── SUPPLIED RECORDS

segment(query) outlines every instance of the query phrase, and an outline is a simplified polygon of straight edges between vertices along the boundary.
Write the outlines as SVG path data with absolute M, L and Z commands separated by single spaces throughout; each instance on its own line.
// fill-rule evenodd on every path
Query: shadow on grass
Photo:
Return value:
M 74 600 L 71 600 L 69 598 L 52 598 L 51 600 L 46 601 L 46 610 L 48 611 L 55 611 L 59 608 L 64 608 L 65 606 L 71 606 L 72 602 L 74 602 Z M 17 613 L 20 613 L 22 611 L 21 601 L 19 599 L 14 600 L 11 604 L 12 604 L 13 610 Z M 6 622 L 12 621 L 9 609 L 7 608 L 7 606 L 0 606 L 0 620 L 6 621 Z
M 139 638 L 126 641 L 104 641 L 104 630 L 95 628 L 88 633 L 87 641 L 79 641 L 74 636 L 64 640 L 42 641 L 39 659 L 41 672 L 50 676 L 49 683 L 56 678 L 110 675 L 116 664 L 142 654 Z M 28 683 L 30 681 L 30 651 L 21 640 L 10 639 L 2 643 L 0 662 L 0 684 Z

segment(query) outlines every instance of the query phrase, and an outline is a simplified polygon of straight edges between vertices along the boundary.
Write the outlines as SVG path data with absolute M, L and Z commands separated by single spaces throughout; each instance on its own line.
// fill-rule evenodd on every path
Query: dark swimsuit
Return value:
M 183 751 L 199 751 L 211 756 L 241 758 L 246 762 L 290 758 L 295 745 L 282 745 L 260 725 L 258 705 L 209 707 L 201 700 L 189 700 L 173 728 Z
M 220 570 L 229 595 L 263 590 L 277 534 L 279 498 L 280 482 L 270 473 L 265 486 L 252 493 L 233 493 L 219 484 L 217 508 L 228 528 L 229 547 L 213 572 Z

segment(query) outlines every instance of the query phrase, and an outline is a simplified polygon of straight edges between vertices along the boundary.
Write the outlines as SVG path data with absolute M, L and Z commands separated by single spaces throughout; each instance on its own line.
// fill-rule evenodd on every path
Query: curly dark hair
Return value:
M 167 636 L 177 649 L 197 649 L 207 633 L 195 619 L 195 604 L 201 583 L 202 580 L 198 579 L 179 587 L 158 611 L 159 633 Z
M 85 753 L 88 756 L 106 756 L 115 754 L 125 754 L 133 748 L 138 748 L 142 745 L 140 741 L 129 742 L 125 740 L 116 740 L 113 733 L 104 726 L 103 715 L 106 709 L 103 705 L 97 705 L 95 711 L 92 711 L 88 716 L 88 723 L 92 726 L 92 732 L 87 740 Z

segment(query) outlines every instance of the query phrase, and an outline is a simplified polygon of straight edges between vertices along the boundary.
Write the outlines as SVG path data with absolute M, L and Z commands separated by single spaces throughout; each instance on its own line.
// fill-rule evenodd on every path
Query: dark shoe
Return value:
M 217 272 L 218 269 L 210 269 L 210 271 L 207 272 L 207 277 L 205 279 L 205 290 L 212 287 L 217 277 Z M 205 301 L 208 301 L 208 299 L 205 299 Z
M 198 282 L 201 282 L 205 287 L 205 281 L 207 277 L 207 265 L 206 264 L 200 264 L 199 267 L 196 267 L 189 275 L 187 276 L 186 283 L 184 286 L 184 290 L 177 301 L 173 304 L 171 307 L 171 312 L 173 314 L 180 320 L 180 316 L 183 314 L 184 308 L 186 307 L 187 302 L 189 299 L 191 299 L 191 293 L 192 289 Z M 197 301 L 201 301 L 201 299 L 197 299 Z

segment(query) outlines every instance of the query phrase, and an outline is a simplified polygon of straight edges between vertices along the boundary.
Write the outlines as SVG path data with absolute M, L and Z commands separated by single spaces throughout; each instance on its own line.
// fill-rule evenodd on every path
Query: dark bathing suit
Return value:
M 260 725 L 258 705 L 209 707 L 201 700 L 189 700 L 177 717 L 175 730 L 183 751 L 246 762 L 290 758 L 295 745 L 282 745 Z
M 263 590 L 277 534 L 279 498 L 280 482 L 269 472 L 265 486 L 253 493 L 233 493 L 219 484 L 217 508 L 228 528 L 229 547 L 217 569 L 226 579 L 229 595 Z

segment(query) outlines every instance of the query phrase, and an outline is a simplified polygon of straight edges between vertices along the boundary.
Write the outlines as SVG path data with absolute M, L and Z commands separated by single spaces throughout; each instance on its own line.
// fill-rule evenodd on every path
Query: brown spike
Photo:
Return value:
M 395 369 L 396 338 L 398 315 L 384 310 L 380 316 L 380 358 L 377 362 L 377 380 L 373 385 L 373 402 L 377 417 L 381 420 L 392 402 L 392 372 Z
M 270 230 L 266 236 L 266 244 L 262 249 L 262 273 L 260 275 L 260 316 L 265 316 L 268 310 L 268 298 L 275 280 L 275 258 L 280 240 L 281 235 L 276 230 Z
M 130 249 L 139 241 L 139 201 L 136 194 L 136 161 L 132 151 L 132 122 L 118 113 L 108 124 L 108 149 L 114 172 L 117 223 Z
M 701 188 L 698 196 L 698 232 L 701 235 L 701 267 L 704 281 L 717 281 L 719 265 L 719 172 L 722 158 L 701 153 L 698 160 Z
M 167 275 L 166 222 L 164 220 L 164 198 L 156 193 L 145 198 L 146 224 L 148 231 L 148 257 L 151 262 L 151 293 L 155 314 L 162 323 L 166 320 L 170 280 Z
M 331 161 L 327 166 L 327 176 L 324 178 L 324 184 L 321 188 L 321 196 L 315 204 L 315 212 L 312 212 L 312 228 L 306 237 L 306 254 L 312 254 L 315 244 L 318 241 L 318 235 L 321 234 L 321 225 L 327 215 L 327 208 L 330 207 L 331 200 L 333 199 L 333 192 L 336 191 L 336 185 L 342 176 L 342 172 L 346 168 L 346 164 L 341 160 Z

────

WHAT THE TASK ASKS: Could you give the material above again, changing "simplified polygon" to "rough polygon" everywhere and leaving everything else untouched?

SOLUTION BELOW:
segment(query) outlines every instance of the query phrase, and an outline is a rough polygon of straight edges between vertices along the boundary.
Write the outlines as SVG path data with absolute M, L and Z commands separated by single spaces throughout; each instance on its own line.
// fill-rule evenodd on every path
Query: shadow on grass
Photo:
Return value:
M 74 600 L 71 600 L 69 598 L 52 598 L 51 600 L 46 601 L 46 610 L 48 611 L 55 611 L 59 608 L 64 608 L 65 606 L 71 606 L 72 602 L 74 602 Z M 17 613 L 20 613 L 22 611 L 21 601 L 19 599 L 14 600 L 11 604 L 12 604 L 13 610 Z M 6 622 L 12 621 L 9 609 L 7 608 L 7 606 L 0 606 L 0 620 L 6 621 Z
M 139 638 L 126 641 L 104 641 L 104 630 L 95 628 L 88 633 L 87 641 L 79 641 L 74 636 L 64 640 L 42 641 L 39 659 L 41 672 L 50 676 L 49 683 L 56 678 L 110 675 L 116 664 L 142 654 Z M 28 683 L 30 681 L 30 651 L 21 640 L 10 639 L 2 643 L 0 662 L 0 684 Z

segment(query) outlines every instance of the query phrase, and an outline is a rough polygon of straight edges between vertices along the boundary.
Write the outlines as SVG path data with absolute M, L and Z commands separated by single spaces throughout; each instance on its own line.
// fill-rule evenodd on every path
Query: dark swimsuit
Return value:
M 183 751 L 199 751 L 211 756 L 241 758 L 246 762 L 290 758 L 295 745 L 282 745 L 260 725 L 258 705 L 209 707 L 201 700 L 189 700 L 173 728 Z
M 220 570 L 229 595 L 263 590 L 277 534 L 279 498 L 280 482 L 270 473 L 265 486 L 252 493 L 233 493 L 219 484 L 217 508 L 228 528 L 229 547 L 213 572 Z

segment(query) outlines every instance of the query phrase, and an outline is a rough polygon of straight edges between vertices along the boundary.
Write the outlines as SVG path data with absolute M, L and Z commands separated by single spaces throughout; each instance on its own line.
// fill-rule evenodd on every path
Query: curly dark hair
Return value:
M 167 636 L 177 649 L 197 649 L 207 633 L 195 619 L 195 604 L 201 583 L 202 580 L 198 579 L 179 587 L 158 611 L 159 633 Z
M 85 753 L 88 756 L 106 756 L 115 754 L 125 754 L 133 748 L 138 748 L 142 745 L 140 741 L 129 742 L 125 740 L 116 740 L 113 733 L 104 726 L 103 715 L 106 709 L 103 705 L 97 705 L 95 711 L 92 711 L 88 716 L 88 723 L 92 726 L 92 732 L 87 740 Z

segment(query) outlines every instance of the query phrase, and an outline is a rough polygon of straight edges between vertices along the boundary.
Write the outlines as SVG path data with absolute M, L and Z commands separated by single spaces throughout; each instance on its own line.
// fill-rule evenodd on every path
Query: dark shoe
Return value:
M 217 272 L 218 269 L 210 269 L 210 271 L 207 272 L 207 277 L 205 279 L 205 290 L 212 287 L 217 277 Z M 205 301 L 208 301 L 208 299 L 205 299 Z
M 198 282 L 201 282 L 205 287 L 205 281 L 207 277 L 207 265 L 206 264 L 200 264 L 199 267 L 196 267 L 189 275 L 187 276 L 186 283 L 184 286 L 184 290 L 177 301 L 173 304 L 171 307 L 171 312 L 173 314 L 180 320 L 180 316 L 183 314 L 184 308 L 186 307 L 187 302 L 189 299 L 191 299 L 191 293 L 192 289 Z M 197 301 L 201 301 L 201 299 L 197 299 Z

segment(query) outlines every instance of the query phrase, and an outline is a rough polygon of straight edges between vertices along the boundary.
Write the outlines as SVG path data with absolute M, L and Z commands separated by single spaces throughout; each instance on its own line.
// fill-rule evenodd on every path
Query: dark bathing suit
Return value:
M 260 725 L 258 705 L 209 707 L 201 700 L 189 700 L 177 717 L 175 730 L 183 751 L 246 762 L 290 758 L 295 745 L 282 745 Z
M 263 590 L 277 534 L 279 498 L 280 482 L 269 472 L 265 486 L 253 493 L 233 493 L 219 484 L 217 508 L 228 528 L 229 547 L 217 569 L 226 579 L 229 595 Z

segment(query) outlines every instance of the query phrase, and an outline is a rough polygon of straight edges between vertices along the boundary.
Write the outlines as SVG path data with absolute M, L and Z commands separated by single spaces throughout; each instance on its own line.
// fill-rule evenodd on every path
Query: brown spike
Photo:
Return value:
M 395 369 L 396 338 L 398 315 L 384 310 L 380 316 L 380 358 L 377 362 L 377 380 L 373 385 L 373 402 L 377 417 L 381 420 L 392 402 L 392 372 Z
M 270 230 L 266 236 L 266 244 L 262 249 L 262 273 L 260 275 L 260 316 L 265 316 L 268 310 L 268 298 L 275 280 L 275 258 L 280 240 L 281 235 L 276 230 Z
M 130 249 L 139 241 L 139 201 L 136 194 L 136 161 L 132 151 L 132 122 L 118 113 L 108 124 L 108 149 L 114 172 L 117 223 Z
M 701 188 L 698 196 L 698 232 L 701 235 L 701 267 L 704 281 L 717 281 L 719 265 L 719 172 L 722 158 L 701 153 L 698 160 Z
M 167 275 L 166 222 L 164 220 L 164 198 L 156 193 L 145 198 L 146 224 L 148 231 L 148 257 L 151 262 L 151 293 L 155 314 L 162 323 L 166 320 L 170 280 Z
M 331 161 L 327 166 L 327 176 L 324 178 L 324 184 L 321 188 L 321 196 L 315 204 L 315 212 L 312 212 L 312 228 L 306 237 L 306 254 L 312 254 L 315 244 L 318 241 L 318 235 L 321 234 L 321 225 L 327 215 L 327 208 L 330 207 L 331 200 L 333 199 L 333 192 L 336 191 L 336 185 L 342 176 L 342 172 L 346 168 L 346 164 L 341 160 Z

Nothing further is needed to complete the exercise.